非洲-中国2.0:奥伯特·博尔谈中国的新兴可持续框架与非洲关键矿产未来
Africa -China 2.0 with Obert Bore: China's emerging sustainability framework & Africa’s critical minerals future - The Business & Financial Times
非洲手握全球约三成关键矿产,中国在加工和供应链中占主导;对中资矿业、新能源和工程企业而言,是进一步以股权投资、包销协议和EPC建设锁定上游资源与配套基础设施的持续机会。
全球低碳能源转型推动锂、钴、石墨等关键矿物成为战略地缘资产。非洲估计拥有约30%的全球关键矿物储量,如刚果(金)的钴、津巴布韦的锂、莫桑比克和马达加斯加的石墨,以及南非和加蓬的锰。中国已成为全球关键矿物供应链的主导力量,控制着大量开采、加工与精炼环节。
The global transition to low-carbon energy systems has transformed critical minerals such as lithium, cobalt, graphite, manganese, nickel and rare earth elements into strategic geopolitical assets. These minerals are indispensable for electric vehicles (EVs), battery storage systems, renewable energy technologies and advanced manufacturing. Africa is estimated to hold approximately 30 percent of the world’s critical mineral reserves, including significant deposits of cobalt in the Democratic Republic of Congo (DRC), lithium in Zimbabwe, graphite in Mozambique and Madagascar, and manganese in South Africa and Gabon.
At the same time, China has emerged as the dominant player in global critical mineral supply chains, controlling substantial share of extraction, mineral processing, refining, battery manufacturing and electric vehicle production. Today, Chinese companies are among the largest investors in Africa’s mining sector. However, China’s approach to overseas mining is also evolving after years of weak and limited regulation. Last week China’s State Council Information Office has released China’s National Human Rights Action Plan (2026–2030). This also came two months after the China Chamber of Commerce of Metals, Minerals and Chemicals Importers and Exporters (CCCMC) opened a call for inputs into its Sustainable Mining Code, signaling an important shift in Beijing’s governance of overseas mining investments.

### Stored data
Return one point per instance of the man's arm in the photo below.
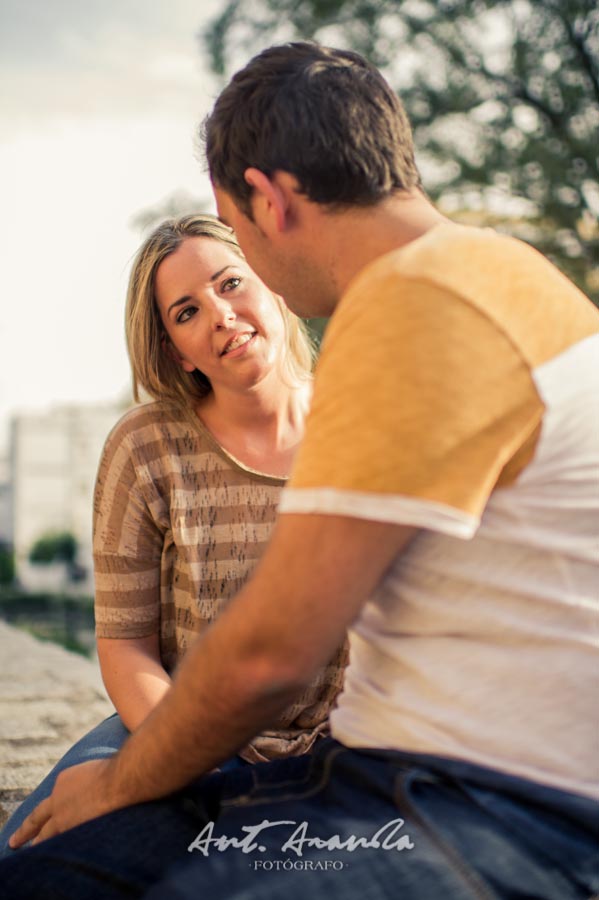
(316, 574)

### To-do list
- 1) Based on the article on Africa's critical minerals, does each statement agree with it? (a) Africa is estimated to hold about 30 percent of the world's critical mineral reserves. (b) The article places lithium deposits in Gabon. (c) Chinese companies are among the largest investors in Africa's mining sector. Answer yes or no for each, and quote the deciding words exactly.
- 2) Copy word for word the part of the article on Africa's critical minerals that opens with the words containing "The global transition" and closes with "Africa and Gabon.".
Answer using only the article on Africa's critical minerals.

### Responses in order
- 1)
(a) Yes: "Africa is estimated to hold approximately 30 percent of the world’s critical mineral reserves"
(b) No: "lithium in Zimbabwe" and "manganese in South Africa and Gabon"
(c) Yes: "Today, Chinese companies are among the largest investors in Africa’s mining sector."

- 2)
The global transition to low-carbon energy systems has transformed critical minerals such as lithium, cobalt, graphite, manganese, nickel and rare earth elements into strategic geopolitical assets. These minerals are indispensable for electric vehicles (EVs), battery storage systems, renewable energy technologies and advanced manufacturing. Africa is estimated to hold approximately 30 percent of the world’s critical mineral reserves, including significant deposits of cobalt in the Democratic Republic of Congo (DRC), lithium in Zimbabwe, graphite in Mozambique and Madagascar, and manganese in South Africa and Gabon.